→ EXTRACT TO READ

— START —

There is one more special beat note formed on p-FM between the forward signals from Lab1 to Lab2 on F1 and F2, denoted with subscript $2-1$, propagating back to Lab1 and detected on PD2. This beat note can be written as:

(2)$$\Phi_{\textrm{2-1}}=\int_0^{L_2}\delta\phi(z,t-\tau_2-(\tau_2-z/v))\mathrm{d}z-\int_0^{L_1}\delta\phi(z,t-\tau_2-(\tau_1-z/v))\mathrm{d}z.$$

From the frequency measurements made on PD1 and PD2, we can obtain 8 two-way (TW) observables [18,19] including in-situ noise floor.

Here we focus on the classical two-way (CTW) observable,

(3)$$\Phi_{\textrm{CTW}}=\Phi_{\textrm{1+2}}-\Phi_{\textrm{2+1}},$$

and one of the noise floor (NF) in-situ which is free of interferometer noise and non-reciprocal noise [18],

(4)$$\Phi_{\textrm{NF}}=\Phi_{\textrm{1+1}}+\Phi_{\textrm{2+2}}-\Phi_{\textrm{1+2}}-\Phi_{\textrm{2+1}}=0.$$

As the two ends of the setup are set in the same lab, it avoids the necessity to exchange and synchronize data between distant sites [23]. We have estimated that the phase noise between the two propagation directions on fiber loop (F1+F2) is highly correlated [18,24]. When combining different beat notes mentioned above, the reciprocal noise are removed in the TW observables. The CTW observable $\Phi _{\textrm {CTW}}$ only contains the non-reciprocal fiber noise which we will discuss in details.

3. Performance limitations

Here we will discuss the main limiting factor for the performance of the bidirectional two-way setup. The fiber noise cancellation technique is based on the assumption that phase fluctuations are identical for forward and backward directions. However, in an actual frequency transfer fiber link, this assumption will be degraded by the path, frequency, wavelength and polarization asymmetry. In addition, it will also probably be limited by the coherence and frequency drift of the laser source.

At the beginning, we should mention that the radio frequency (RF) phase noise is negligible. As we phase-lock all the reference synthesizers for the beat note tracking and the frequency counter to a common 10 MHz reference signal, the RF electronic noise can be neglected even for very low fiber phase noise. This is also confirmed by replacing the beat notes by the direct output of synthesizers, and the noise level is significantly low. Note that the wavelength-dependent polarization mode dispersion (PMD) effect is negligible, because the laser source we used is ultra-stable. We mention also that the non-reciprocal power could induce non-reciprocal phase noise due to the Kerr effect. However, this non-reciprocal phase noise is also negligible compared to other limitations discussed here [11].

— END —

→ SUPPLIED ENTRIES

— START —

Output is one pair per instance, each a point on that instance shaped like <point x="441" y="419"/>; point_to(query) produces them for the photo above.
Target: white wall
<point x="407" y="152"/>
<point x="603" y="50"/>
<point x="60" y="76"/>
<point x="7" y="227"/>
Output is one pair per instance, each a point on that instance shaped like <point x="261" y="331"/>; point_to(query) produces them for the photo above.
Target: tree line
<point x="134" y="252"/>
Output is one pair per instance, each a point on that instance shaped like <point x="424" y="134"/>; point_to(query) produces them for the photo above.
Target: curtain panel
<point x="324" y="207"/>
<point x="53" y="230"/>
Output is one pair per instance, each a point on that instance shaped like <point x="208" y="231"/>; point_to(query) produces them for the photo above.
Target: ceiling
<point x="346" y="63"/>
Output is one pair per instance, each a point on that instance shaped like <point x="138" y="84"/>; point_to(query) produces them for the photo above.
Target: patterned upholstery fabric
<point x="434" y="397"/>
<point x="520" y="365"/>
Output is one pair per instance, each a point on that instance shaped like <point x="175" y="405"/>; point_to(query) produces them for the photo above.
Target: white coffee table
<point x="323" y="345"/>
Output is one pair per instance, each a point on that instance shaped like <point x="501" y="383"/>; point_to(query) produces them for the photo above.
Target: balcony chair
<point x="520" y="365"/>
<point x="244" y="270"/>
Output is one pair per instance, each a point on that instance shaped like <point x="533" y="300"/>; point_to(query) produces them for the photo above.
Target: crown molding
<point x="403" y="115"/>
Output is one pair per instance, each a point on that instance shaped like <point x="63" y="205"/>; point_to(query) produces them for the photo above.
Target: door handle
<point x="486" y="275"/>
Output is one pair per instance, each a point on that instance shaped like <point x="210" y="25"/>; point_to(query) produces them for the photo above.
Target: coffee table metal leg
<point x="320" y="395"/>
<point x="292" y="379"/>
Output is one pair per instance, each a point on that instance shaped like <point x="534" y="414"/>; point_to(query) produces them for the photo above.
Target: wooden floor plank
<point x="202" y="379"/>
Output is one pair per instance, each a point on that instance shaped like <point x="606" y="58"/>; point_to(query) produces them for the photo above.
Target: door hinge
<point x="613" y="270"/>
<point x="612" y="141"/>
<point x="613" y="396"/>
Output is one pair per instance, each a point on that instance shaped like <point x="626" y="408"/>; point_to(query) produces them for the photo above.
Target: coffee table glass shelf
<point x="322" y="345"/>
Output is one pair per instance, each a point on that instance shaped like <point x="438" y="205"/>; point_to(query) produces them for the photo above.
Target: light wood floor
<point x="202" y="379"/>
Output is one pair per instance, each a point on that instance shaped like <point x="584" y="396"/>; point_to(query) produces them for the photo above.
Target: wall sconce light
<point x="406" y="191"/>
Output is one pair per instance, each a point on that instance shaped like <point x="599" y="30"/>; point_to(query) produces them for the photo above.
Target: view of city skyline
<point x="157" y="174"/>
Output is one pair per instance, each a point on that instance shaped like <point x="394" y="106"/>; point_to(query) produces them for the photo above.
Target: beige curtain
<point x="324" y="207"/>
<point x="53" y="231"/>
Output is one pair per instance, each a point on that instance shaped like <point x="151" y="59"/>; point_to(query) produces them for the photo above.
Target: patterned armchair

— END —

→ INSTRUCTIONS TO FOLLOW
Could you repeat the fiber link passage word for word, starting at the words "Here we focus" and stopping after "discuss in details."? You won't need the lines for anything here.

→ SOLVED PROBLEM
Here we focus on the classical two-way (CTW) observable,

(3)$$\Phi_{\textrm{CTW}}=\Phi_{\textrm{1+2}}-\Phi_{\textrm{2+1}},$$

and one of the noise floor (NF) in-situ which is free of interferometer noise and non-reciprocal noise [18],

(4)$$\Phi_{\textrm{NF}}=\Phi_{\textrm{1+1}}+\Phi_{\textrm{2+2}}-\Phi_{\textrm{1+2}}-\Phi_{\textrm{2+1}}=0.$$

As the two ends of the setup are set in the same lab, it avoids the necessity to exchange and synchronize data between distant sites [23]. We have estimated that the phase noise between the two propagation directions on fiber loop (F1+F2) is highly correlated [18,24]. When combining different beat notes mentioned above, the reciprocal noise are removed in the TW observables. The CTW observable $\Phi _{\textrm {CTW}}$ only contains the non-reciprocal fiber noise which we will discuss in details.